__GIVEN TASK 1__
In the records below, replace "white star" with "gold star" and keep every other character the same.

__EXCERPT TO READ__
/admin/rebalance

URL: http://<db.host>:<db.port>/admin/rebalance

Rebalance the data in the cluster so that all nodes contain an equal number of records approximately and/or rebalance the shards to be equally distributed (as much as possible) across all the ranks.

The database must be offline for this operation, see /admin/offline

  • If /admin/rebalance is invoked after a change is made to the cluster, e.g., a host was added or removed, sharded data will be evenly redistributed across the cluster by number of shards per rank while unsharded data will be redistributed across the cluster by data size per rank
  • If /admin/rebalance is invoked at some point when unsharded data (a.k.a. randomly-sharded) in the cluster is unevenly distributed over time, sharded data will not move while unsharded data will be redistributed across the cluster by data size per rank

NOTE: Replicated data will not move as a result of this call

This endpoint's processing time depends on the amount of data in the system, thus the API call may time out if run directly. It is recommended to run this endpoint asynchronously via /create/job.

Input Parameter Description

Name Type Description
options map of string to strings

Optional parameters. The default value is an empty map ( {} ).

__SUPPLIED MATERIAL__
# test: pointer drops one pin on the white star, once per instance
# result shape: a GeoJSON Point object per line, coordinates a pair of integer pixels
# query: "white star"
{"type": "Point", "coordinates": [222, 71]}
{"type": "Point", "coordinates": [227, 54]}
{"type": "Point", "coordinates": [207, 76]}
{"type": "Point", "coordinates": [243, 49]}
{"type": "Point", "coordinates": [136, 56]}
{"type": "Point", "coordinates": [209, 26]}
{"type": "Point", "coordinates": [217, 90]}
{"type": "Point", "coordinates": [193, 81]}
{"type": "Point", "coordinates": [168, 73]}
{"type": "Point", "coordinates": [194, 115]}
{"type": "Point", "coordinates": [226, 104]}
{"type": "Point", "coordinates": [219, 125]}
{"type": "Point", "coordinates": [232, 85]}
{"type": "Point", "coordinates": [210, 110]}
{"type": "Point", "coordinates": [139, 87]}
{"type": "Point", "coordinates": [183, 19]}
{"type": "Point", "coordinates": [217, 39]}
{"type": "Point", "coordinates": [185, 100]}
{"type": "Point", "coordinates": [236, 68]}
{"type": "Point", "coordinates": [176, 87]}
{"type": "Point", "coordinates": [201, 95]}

__GIVEN TASK 2__
Continue the /admin/rebalance documentation above, picking up right after its last sentence.

__WRITTEN ANSWER 1__
# test: pointer drops one pin on the gold star, once per instance
# result shape: a GeoJSON Point object per line, coordinates a pair of integer pixels
# query: "gold star"
{"type": "Point", "coordinates": [222, 71]}
{"type": "Point", "coordinates": [227, 54]}
{"type": "Point", "coordinates": [207, 76]}
{"type": "Point", "coordinates": [243, 49]}
{"type": "Point", "coordinates": [136, 56]}
{"type": "Point", "coordinates": [209, 26]}
{"type": "Point", "coordinates": [217, 90]}
{"type": "Point", "coordinates": [193, 81]}
{"type": "Point", "coordinates": [168, 73]}
{"type": "Point", "coordinates": [194, 115]}
{"type": "Point", "coordinates": [226, 104]}
{"type": "Point", "coordinates": [219, 125]}
{"type": "Point", "coordinates": [232, 85]}
{"type": "Point", "coordinates": [210, 110]}
{"type": "Point", "coordinates": [139, 87]}
{"type": "Point", "coordinates": [183, 19]}
{"type": "Point", "coordinates": [217, 39]}
{"type": "Point", "coordinates": [185, 100]}
{"type": "Point", "coordinates": [236, 68]}
{"type": "Point", "coordinates": [176, 87]}
{"type": "Point", "coordinates": [201, 95]}

__WRITTEN ANSWER 2__
Supported Parameters (keys) Parameter Description
rebalance_sharded_data

If true, sharded data will be rebalanced approximately equally across the cluster. Note that for clusters with large amounts of sharded data, this data transfer could be time consuming and result in delayed query responses. The default value is true. The supported values are:

  • true
  • false
rebalance_unsharded_data

If true, unsharded data (a.k.a. randomly-sharded) will be rebalanced approximately equally across the cluster. Note that for clusters with large amounts of unsharded data, this data transfer could be time consuming and result in delayed query responses. The default value is true. The supported values are:

  • true
  • false
table_includes Comma-separated list of unsharded table names to rebalance. Not applicable to sharded tables because they are always rebalanced. Cannot be used simultaneously with table_excludes. This parameter is ignored if rebalance_unsharded_data is false.
table_excludes Comma-separated list of unsharded table names to not rebalance. Not applicable to sharded tables because they are always rebalanced. Cannot be used simultaneously with table_includes. This parameter is ignored if rebalance_unsharded_data is false.
aggressiveness Influences how much data is moved at a time during rebalance. A higher aggressiveness will complete the rebalance faster. A lower aggressiveness will take longer but allow for better interleaving between the rebalance and other queries. Valid values are constants from 1 (lowest) to 10 (highest). The default value is '10'.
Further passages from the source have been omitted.